→ **To do**: Can you lay out every line of the listing below as a JSON list of strings, one string per line, leaving out any blank lines?

-- start of Data listing --

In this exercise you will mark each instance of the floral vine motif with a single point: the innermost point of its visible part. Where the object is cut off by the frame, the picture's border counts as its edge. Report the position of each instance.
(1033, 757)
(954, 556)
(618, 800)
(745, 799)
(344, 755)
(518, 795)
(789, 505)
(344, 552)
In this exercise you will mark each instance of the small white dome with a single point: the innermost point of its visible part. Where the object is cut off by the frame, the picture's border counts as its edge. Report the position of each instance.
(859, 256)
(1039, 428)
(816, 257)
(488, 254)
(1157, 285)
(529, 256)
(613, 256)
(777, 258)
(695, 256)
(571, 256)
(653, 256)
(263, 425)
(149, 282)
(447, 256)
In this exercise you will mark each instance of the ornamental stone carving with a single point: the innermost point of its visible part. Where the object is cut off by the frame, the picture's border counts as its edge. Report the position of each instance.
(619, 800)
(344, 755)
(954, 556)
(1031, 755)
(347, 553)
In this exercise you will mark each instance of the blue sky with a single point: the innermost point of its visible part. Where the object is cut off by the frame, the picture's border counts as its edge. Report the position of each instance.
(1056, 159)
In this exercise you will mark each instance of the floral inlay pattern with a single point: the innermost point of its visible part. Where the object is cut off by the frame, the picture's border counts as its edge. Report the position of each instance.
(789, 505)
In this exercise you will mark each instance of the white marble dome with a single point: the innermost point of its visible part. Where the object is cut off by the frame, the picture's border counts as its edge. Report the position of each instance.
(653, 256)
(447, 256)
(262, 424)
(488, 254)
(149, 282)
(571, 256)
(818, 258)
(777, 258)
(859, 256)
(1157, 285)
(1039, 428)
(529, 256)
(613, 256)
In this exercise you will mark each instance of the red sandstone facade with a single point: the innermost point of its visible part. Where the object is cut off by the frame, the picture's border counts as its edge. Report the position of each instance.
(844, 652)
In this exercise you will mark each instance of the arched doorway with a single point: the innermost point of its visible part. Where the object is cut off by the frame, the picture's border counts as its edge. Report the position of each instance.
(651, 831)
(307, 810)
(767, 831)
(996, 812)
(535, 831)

-- end of Data listing --

→ **Result of the exercise**:
[
  "In this exercise you will mark each instance of the floral vine motif with a single point: the innermost point of its visible part. Where the object is cut off by the frame, the picture's border counts as its edge. Report the position of each instance.",
  "(1033, 757)",
  "(954, 556)",
  "(618, 800)",
  "(745, 799)",
  "(344, 755)",
  "(518, 795)",
  "(789, 505)",
  "(344, 552)",
  "In this exercise you will mark each instance of the small white dome with a single point: the innermost point of its visible part. Where the object is cut off by the frame, the picture's border counts as its edge. Report the position of each instance.",
  "(859, 256)",
  "(1039, 428)",
  "(816, 257)",
  "(488, 254)",
  "(1157, 285)",
  "(529, 256)",
  "(613, 256)",
  "(777, 258)",
  "(695, 256)",
  "(571, 256)",
  "(653, 256)",
  "(263, 425)",
  "(149, 282)",
  "(447, 256)",
  "In this exercise you will mark each instance of the ornamental stone carving with a single point: the innermost point of its visible part. Where the object is cut off by the frame, the picture's border counts as its edge. Report the position of each instance.",
  "(619, 800)",
  "(344, 755)",
  "(954, 556)",
  "(1031, 755)",
  "(347, 553)",
  "In this exercise you will mark each instance of the blue sky with a single point: the innermost point of its visible part. Where the object is cut off by the frame, the picture's border counts as its edge. Report the position of each instance.",
  "(1056, 159)",
  "In this exercise you will mark each instance of the floral inlay pattern with a single point: the innermost point of its visible part. Where the object is cut off by the frame, the picture's border counts as its edge. Report the position of each instance.",
  "(789, 505)",
  "In this exercise you will mark each instance of the white marble dome with a single point: the innermost point of its visible part. Where the object is cut off by the frame, the picture's border counts as its edge. Report the position of each instance.",
  "(653, 256)",
  "(447, 256)",
  "(262, 424)",
  "(488, 254)",
  "(149, 282)",
  "(571, 256)",
  "(818, 258)",
  "(777, 258)",
  "(859, 256)",
  "(1157, 285)",
  "(1039, 428)",
  "(529, 256)",
  "(613, 256)",
  "In this exercise you will mark each instance of the red sandstone facade with a single point: the innermost point of its visible part. Where the object is cut off by the frame, the picture's border counts as its edge. Report the position of each instance.",
  "(844, 652)",
  "In this exercise you will mark each instance of the arched doorway with a single point: the innermost point of its visible part. Where the object is cut off by the frame, the picture's border counts as its edge. Report the position of each instance.",
  "(651, 831)",
  "(307, 810)",
  "(767, 831)",
  "(996, 812)",
  "(535, 831)"
]